Can you write out the Eastman Theatre article word for word between "- Coordinates: 43°09′26″N" and "(Hatch Recital Hall)", inclusive?

Given passage
'''
Eastman Theatre
- The facade of the Eastman Theatre
- Interactive map of Eastman Theatre
- Address: 26 Gibbs Street
- Location: Rochester, New York, U.S.
- Coordinates: 43°09′26″N 77°35′55″W﻿ / ﻿43.1572°N 77.5985°W
- Owner: University of Rochester
- Operator: Eastman School of Music
- Capacity: 2,326 (Kodak Hall) 444 (Kilbourn Hall) 222 (Hatch Recital Hall)
- Type: Concert hall

Construction
- Opened: September 4, 1922
- Architects: McKim, Mead & White; Gordon & Kaelber

Website
- esm.rochester.edu

= Eastman Theatre =

Concert hall in Rochester, New York

The Eastman Theatre is a concert hall located at 26 Gibbs Street in Rochester, New York, United States. Since 2009, the main auditorium has been formally known as Kodak Hall at Eastman Theatre. Opened on September 4, 1922, the theatre was built by industrialist and philanthropist George Eastman, founder of the Eastman Kodak Company, to serve as the home of the Eastman School of Music and as a cultural center for the Rochester community.

Designed by the New York City firm of McKim, Mead & White in association with the Rochester firm of Gordon & Kaelber, the theatre is built in the Italian Renaissance and Neo-Classical style with Beaux-Arts massing. The building houses three performance spaces: the 2,326-seat Kodak Hall, the 444-seat Kilbourn Hall, and the 222-seat Hatch Recital Hall. The Eastman Theatre has served as the primary concert venue of the Rochester Philharmonic Orchestra since 1930 and is the main performance hall of the Eastman School of Music, a professional school of the University of Rochester.

The theatre was listed on the National Register of Historic Places in 1986. The facade bears the inscription "For the enrichment of community life," reflecting George Eastman's vision for the building.
'''
Items
'''
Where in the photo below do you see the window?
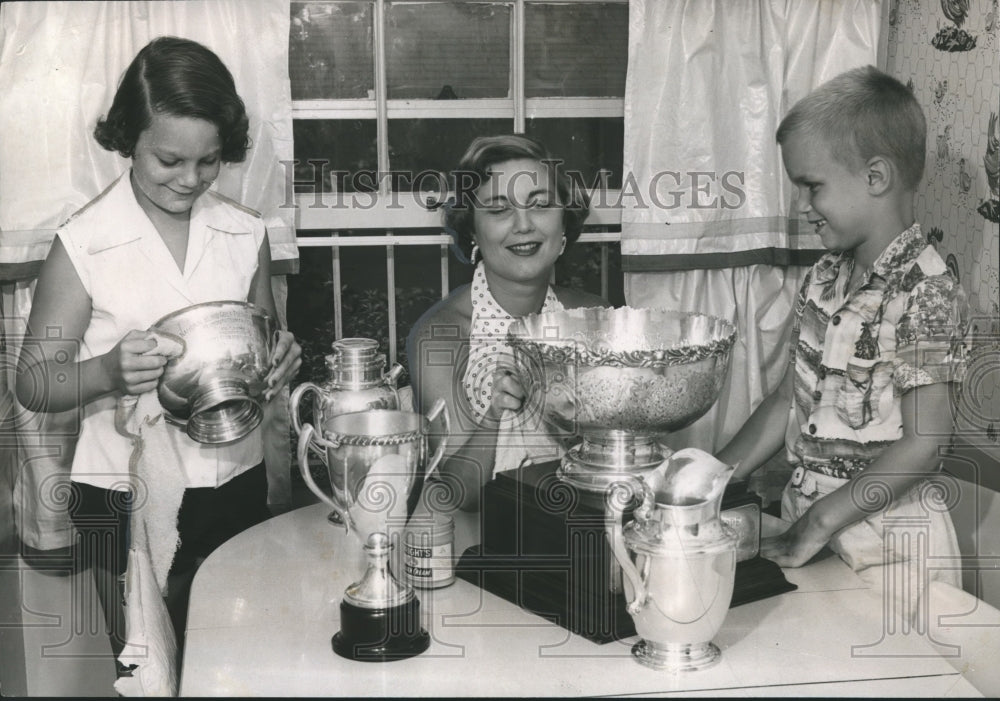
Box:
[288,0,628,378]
'''
'''
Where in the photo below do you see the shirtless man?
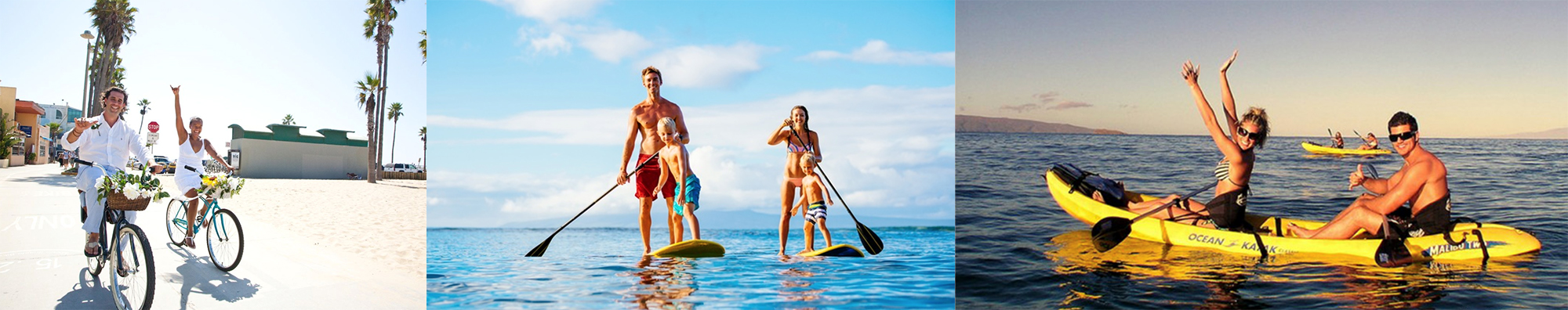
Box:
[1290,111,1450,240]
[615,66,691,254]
'''
Output for this task
- Coordinates: 43°09′26″N 77°35′55″W﻿ / ﻿43.1572°N 77.5985°W
- Owner: University of Rochester
- Operator: Eastman School of Music
- Capacity: 2,326 (Kodak Hall) 444 (Kilbourn Hall) 222 (Hatch Recital Hall)